SOURCE TEXT -
## start
Let's see how things are shaping up for this announcement.

Factors at Play

Yum!'s China Division is still reeling from the negative impact of the food safety scandal that took place in Jul 2014. This scandal affected consumer confidence and lowered comps in the months that followed. Since then, the company has been witnessing sales declines at the KFC and Pizza Hut units in the country.

Although the Louisville-based restaurant chain expects comps in China to recover in the second half of 2015, a drastic turnaround is not expected due to the slowdown in the Chinese economy. Competition from local companies would add to Yum!'s woes.

Nevertheless, we believe that the company's U.S. division is poised to perform better in the to-be-reported quarter. Taco Bell's menu innovations and the hugely popular breakfast platform should drive comps, while Pizza Hut's comps will likely grow supported by the massive makeover which took place in Nov 2014. KFC has also revamped its outlets in May this year and launched an improved online site, which should boost third-quarter comps.

Earnings Whispers

Our proven model does not conclusively show that Yum! Brands is likely to beat earnings this quarter. That is because a stock needs to have both a positive Earnings ESP and a Zacks Rank #1 (Strong Buy), 2 (Buy) or 3 (Hold) for this to happen. That is not the case here as you will see below.
## end
MATERIAL PROVIDED -
## start
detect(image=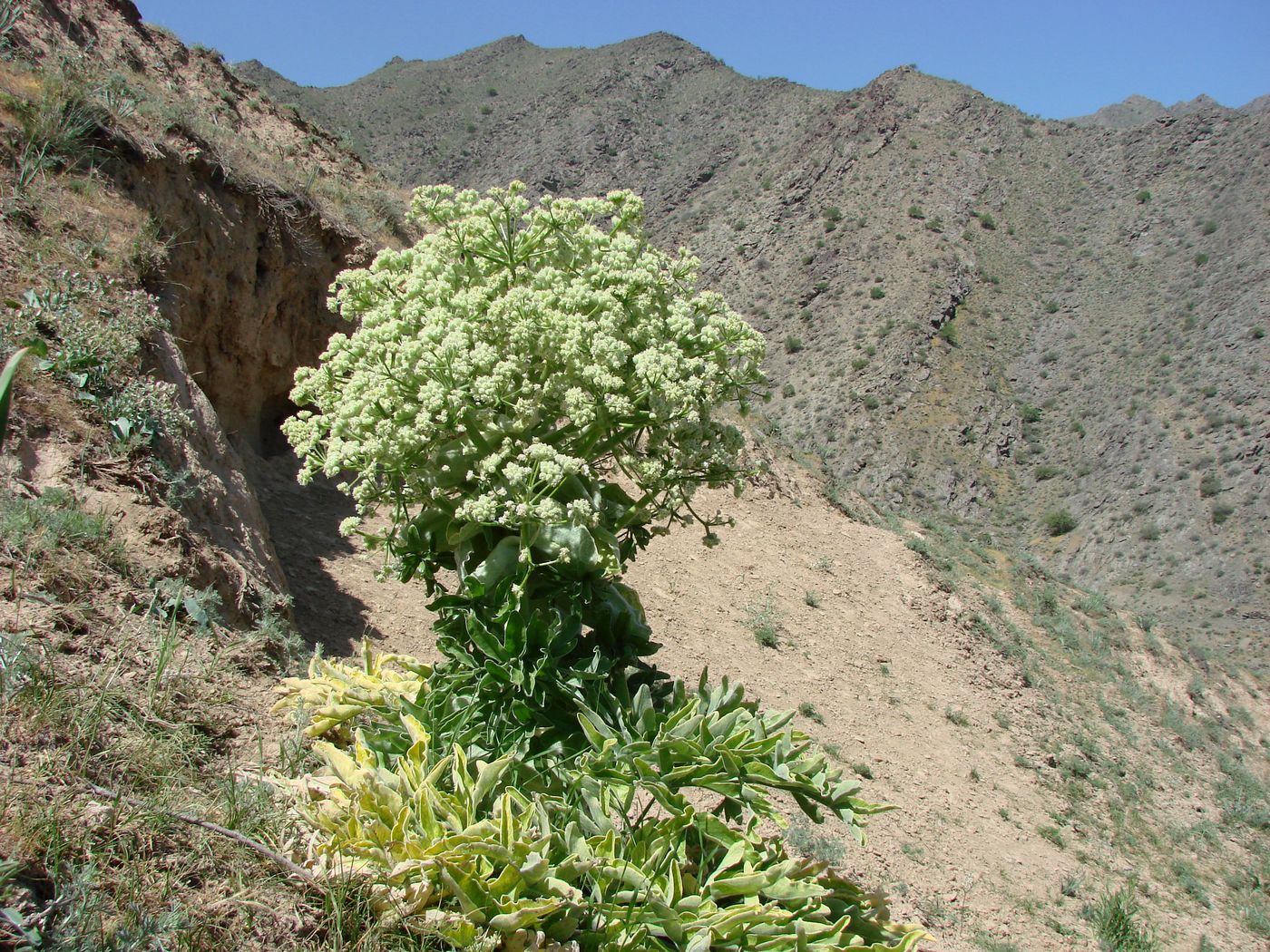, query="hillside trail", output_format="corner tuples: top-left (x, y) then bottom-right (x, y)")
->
(249, 457), (1178, 952)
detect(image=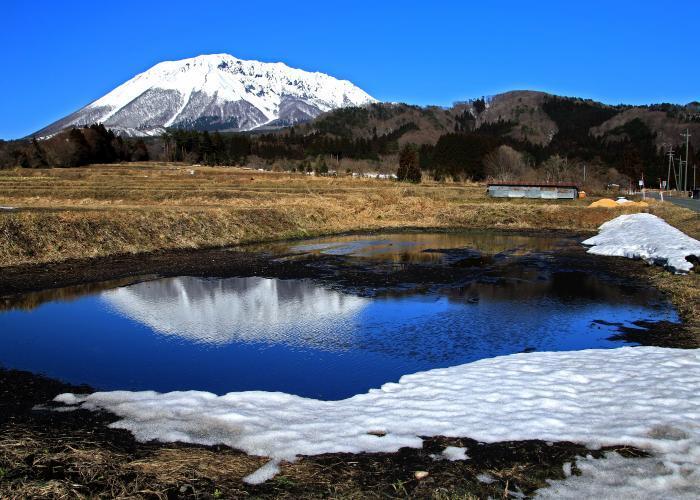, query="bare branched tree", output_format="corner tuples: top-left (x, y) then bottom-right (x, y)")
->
(484, 145), (526, 182)
(541, 155), (570, 182)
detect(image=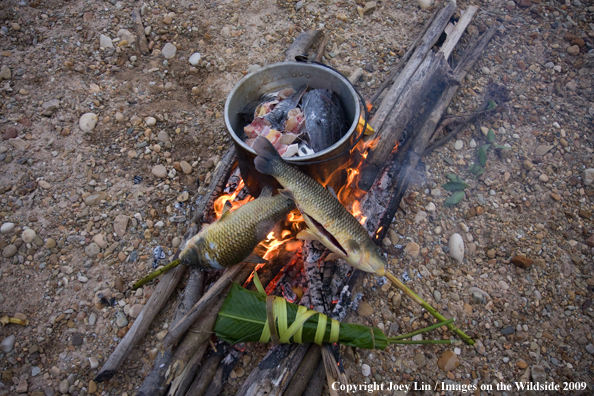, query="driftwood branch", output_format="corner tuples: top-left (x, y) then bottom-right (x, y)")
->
(376, 25), (497, 241)
(285, 30), (321, 62)
(130, 8), (149, 55)
(137, 269), (204, 396)
(368, 3), (443, 104)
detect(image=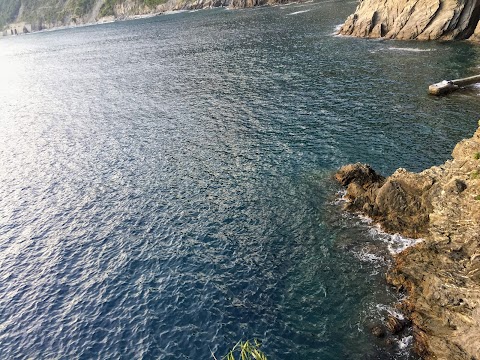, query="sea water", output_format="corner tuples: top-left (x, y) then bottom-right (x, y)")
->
(0, 0), (480, 360)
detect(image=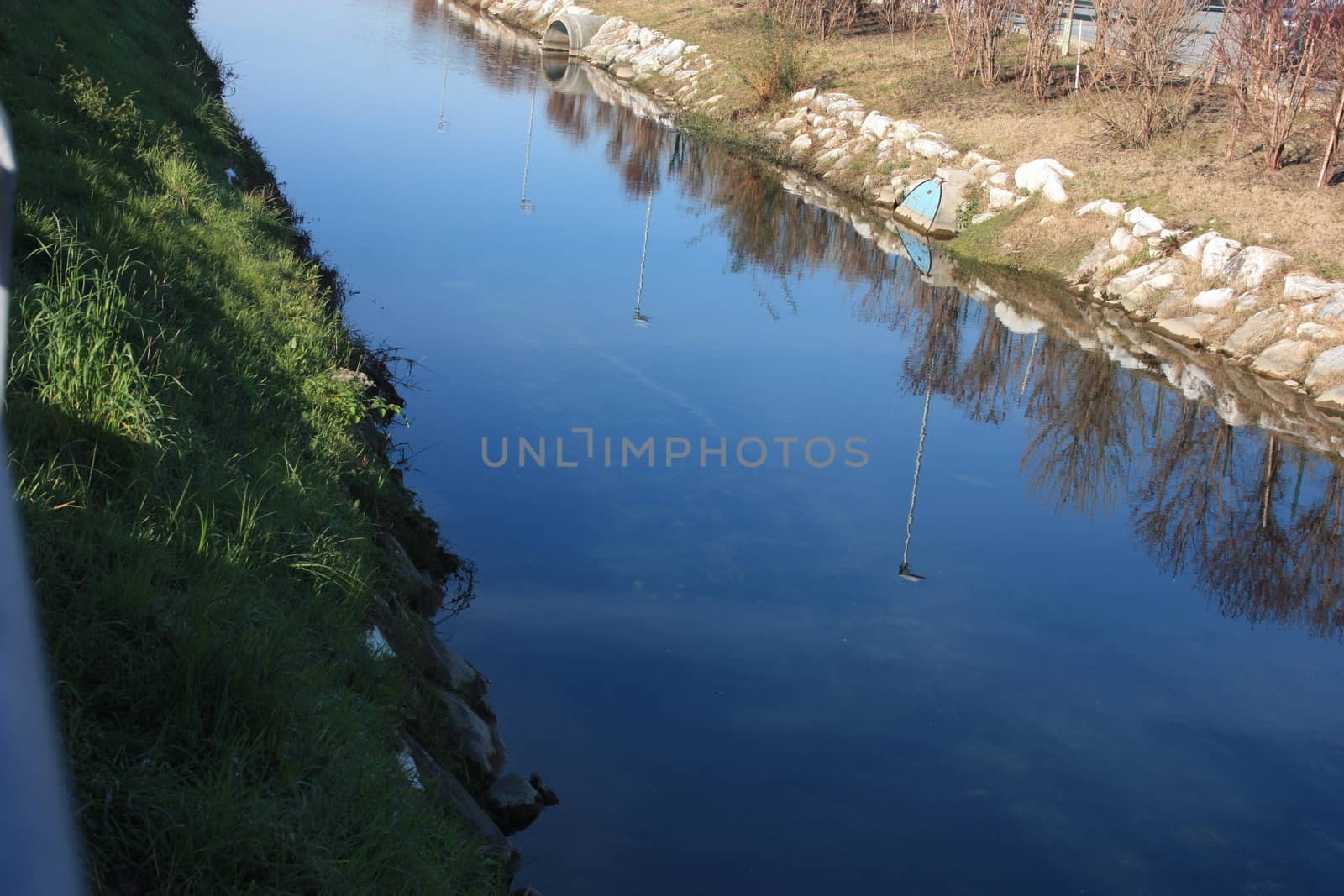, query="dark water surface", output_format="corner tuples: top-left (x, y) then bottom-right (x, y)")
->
(200, 0), (1344, 896)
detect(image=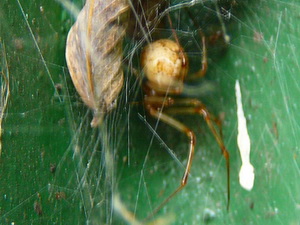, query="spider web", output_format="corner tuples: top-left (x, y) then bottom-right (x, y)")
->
(0, 0), (300, 224)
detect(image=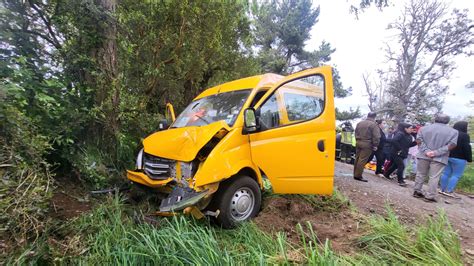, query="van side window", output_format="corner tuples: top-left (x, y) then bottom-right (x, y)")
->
(260, 75), (325, 130)
(250, 90), (267, 107)
(260, 94), (280, 129)
(283, 93), (323, 121)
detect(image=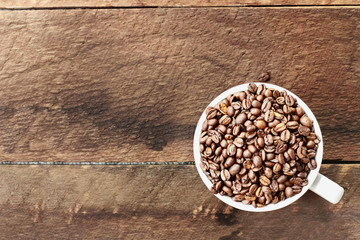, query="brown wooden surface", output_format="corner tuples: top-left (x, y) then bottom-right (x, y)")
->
(0, 5), (360, 240)
(0, 164), (360, 240)
(0, 8), (360, 162)
(0, 0), (360, 8)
## end
INSTRUCTION 1 -
Reproduce the part of the Yum! Brands passage starting with "Factors at Play" and going on through "to Yum!'s woes.".
INSTRUCTION 2 -
According to the Yum! Brands passage, in what month and year did Pizza Hut's makeover take place?

FINISHED ANSWER 1 -
Factors at Play

Yum!'s China Division is still reeling from the negative impact of the food safety scandal that took place in Jul 2014. This scandal affected consumer confidence and lowered comps in the months that followed. Since then, the company has been witnessing sales declines at the KFC and Pizza Hut units in the country.

Although the Louisville-based restaurant chain expects comps in China to recover in the second half of 2015, a drastic turnaround is not expected due to the slowdown in the Chinese economy. Competition from local companies would add to Yum!'s woes.

FINISHED ANSWER 2 -
November 2014.